Region pointing data
- - -

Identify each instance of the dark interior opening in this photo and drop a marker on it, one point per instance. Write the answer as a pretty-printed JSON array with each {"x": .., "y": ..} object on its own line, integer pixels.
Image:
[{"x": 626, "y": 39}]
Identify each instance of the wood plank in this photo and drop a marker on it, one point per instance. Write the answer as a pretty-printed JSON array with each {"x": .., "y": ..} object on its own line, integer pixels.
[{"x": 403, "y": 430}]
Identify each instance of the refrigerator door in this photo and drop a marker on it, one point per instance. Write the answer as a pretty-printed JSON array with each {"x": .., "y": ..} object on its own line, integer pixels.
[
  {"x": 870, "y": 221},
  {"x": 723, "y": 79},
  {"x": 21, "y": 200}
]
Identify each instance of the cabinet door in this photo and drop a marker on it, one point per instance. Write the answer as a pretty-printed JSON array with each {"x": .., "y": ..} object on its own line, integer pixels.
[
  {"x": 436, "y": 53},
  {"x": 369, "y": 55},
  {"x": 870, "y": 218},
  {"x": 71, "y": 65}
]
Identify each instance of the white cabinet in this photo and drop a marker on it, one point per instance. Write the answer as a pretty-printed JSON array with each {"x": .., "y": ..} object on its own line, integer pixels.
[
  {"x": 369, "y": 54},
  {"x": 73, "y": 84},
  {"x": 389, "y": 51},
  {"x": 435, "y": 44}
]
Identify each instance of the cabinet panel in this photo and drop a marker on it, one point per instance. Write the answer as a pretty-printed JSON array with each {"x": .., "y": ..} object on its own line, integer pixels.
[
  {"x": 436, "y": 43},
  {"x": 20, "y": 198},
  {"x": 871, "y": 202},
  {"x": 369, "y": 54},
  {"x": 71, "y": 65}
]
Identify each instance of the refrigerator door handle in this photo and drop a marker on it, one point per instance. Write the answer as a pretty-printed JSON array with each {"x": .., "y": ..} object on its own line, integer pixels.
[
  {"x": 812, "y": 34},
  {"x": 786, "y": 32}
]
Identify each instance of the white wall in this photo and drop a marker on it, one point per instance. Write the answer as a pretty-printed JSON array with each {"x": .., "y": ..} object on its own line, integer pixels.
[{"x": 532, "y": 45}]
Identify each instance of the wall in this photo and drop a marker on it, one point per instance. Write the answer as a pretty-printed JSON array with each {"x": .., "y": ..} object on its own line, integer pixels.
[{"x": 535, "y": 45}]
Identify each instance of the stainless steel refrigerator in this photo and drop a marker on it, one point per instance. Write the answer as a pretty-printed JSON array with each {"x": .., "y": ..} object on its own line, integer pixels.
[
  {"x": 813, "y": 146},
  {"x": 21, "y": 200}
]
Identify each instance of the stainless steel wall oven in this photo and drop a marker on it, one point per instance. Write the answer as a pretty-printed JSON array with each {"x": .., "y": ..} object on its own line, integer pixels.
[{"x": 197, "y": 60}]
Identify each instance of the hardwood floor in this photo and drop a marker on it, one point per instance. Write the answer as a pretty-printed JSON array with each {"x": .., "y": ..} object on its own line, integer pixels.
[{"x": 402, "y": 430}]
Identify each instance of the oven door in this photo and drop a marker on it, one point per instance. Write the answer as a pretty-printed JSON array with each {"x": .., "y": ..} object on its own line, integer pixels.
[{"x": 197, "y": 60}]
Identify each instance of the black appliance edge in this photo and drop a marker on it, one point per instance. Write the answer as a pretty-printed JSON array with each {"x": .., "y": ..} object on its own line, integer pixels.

- - -

Exercise instructions = Output every record exactly as written, with nothing dropped.

Result below =
Identify each instance of the dark interior opening in this photo and drop a marker on it, one point per instance. Write the answer as a pretty-printed JSON array with each {"x": .., "y": ..} object on its own line, integer pixels.
Image:
[{"x": 626, "y": 39}]
Identify each instance of the wood plank in this photo and drop a marker on it, one point per instance. Write the answer as a pretty-printed JSON array with each {"x": .., "y": ..} object on its own line, integer pixels.
[{"x": 403, "y": 430}]
Identify each instance of the refrigerator door in this photo and drop a marker on it, one point per instance. Write the answer as a pretty-printed JSON array with each {"x": .., "y": ..} object on its own line, integer pixels.
[
  {"x": 870, "y": 221},
  {"x": 723, "y": 79},
  {"x": 21, "y": 200}
]
Identify each instance of the cabinet door in this photo and drop a marker on it, one point per instance. Write the answer as a pretty-printed JSON array with each {"x": .., "y": ..} object on its own line, integer pixels.
[
  {"x": 436, "y": 53},
  {"x": 369, "y": 55},
  {"x": 870, "y": 218},
  {"x": 71, "y": 65}
]
Identify each instance of the white cabinet in this photo and drop a marker on it, one point per instance. Write the answer as a pretty-printed JSON array with each {"x": .., "y": ..} object on its own line, integer pixels.
[
  {"x": 369, "y": 54},
  {"x": 73, "y": 84},
  {"x": 389, "y": 51},
  {"x": 435, "y": 44}
]
Identify each instance of the cabinet panel in this photo and drop a marker on it, one point per instance. Write the answer as a pretty-printed JSON array with each {"x": .., "y": ..} object on its own line, integer pixels.
[
  {"x": 436, "y": 43},
  {"x": 20, "y": 198},
  {"x": 871, "y": 202},
  {"x": 369, "y": 54},
  {"x": 71, "y": 65}
]
Identify each instance of the refrigerator door handle in this photo and drop a marker on it, one point per instance. Write the answer as a pretty-printed JSON array with each {"x": .., "y": ..} object on its own line, integer pixels.
[
  {"x": 812, "y": 34},
  {"x": 786, "y": 32}
]
Identify each instance of the white wall in this photo and drop a marker on it, one point per instance. Write the answer as a pretty-printed JSON array with each {"x": .., "y": ..} object on its own line, integer pixels.
[{"x": 532, "y": 45}]
Identify each instance of the wall in this photo and drop a marker on it, one point per instance. Write the answer as a pretty-printed JSON array with each {"x": .., "y": ..} object on its own line, integer pixels.
[{"x": 535, "y": 45}]
Identify each instance of the stainless steel refrigerator in this photo and drop a marker on it, one point per instance. Write the answer as a pretty-printed JSON array with each {"x": .., "y": ..} object on its own line, integer pixels.
[
  {"x": 813, "y": 146},
  {"x": 21, "y": 200}
]
Identify each instance of the stainless steel wall oven in this photo and drop a marker on it, one point per instance. Write the answer as a pretty-printed JSON array with each {"x": .., "y": ..} object on its own line, integer pixels.
[{"x": 197, "y": 60}]
Identify each instance of the hardwood floor in this photo and drop a marker on it, one point per instance. Write the answer as a pretty-printed JSON array with each {"x": .., "y": ..} object on its own line, integer pixels.
[{"x": 402, "y": 430}]
Identify each instance of the oven door in this photo and drop a marker on it, one point per instance. Write the answer as a pretty-printed JSON array with each {"x": .., "y": ..} object on its own line, integer pixels.
[{"x": 197, "y": 60}]
Identify each instance of the black appliance edge in this photo and drop a marker on it, one point per instance. Write the answer as a pretty-printed JSON array with each {"x": .., "y": ..} object on its own line, integer pixels.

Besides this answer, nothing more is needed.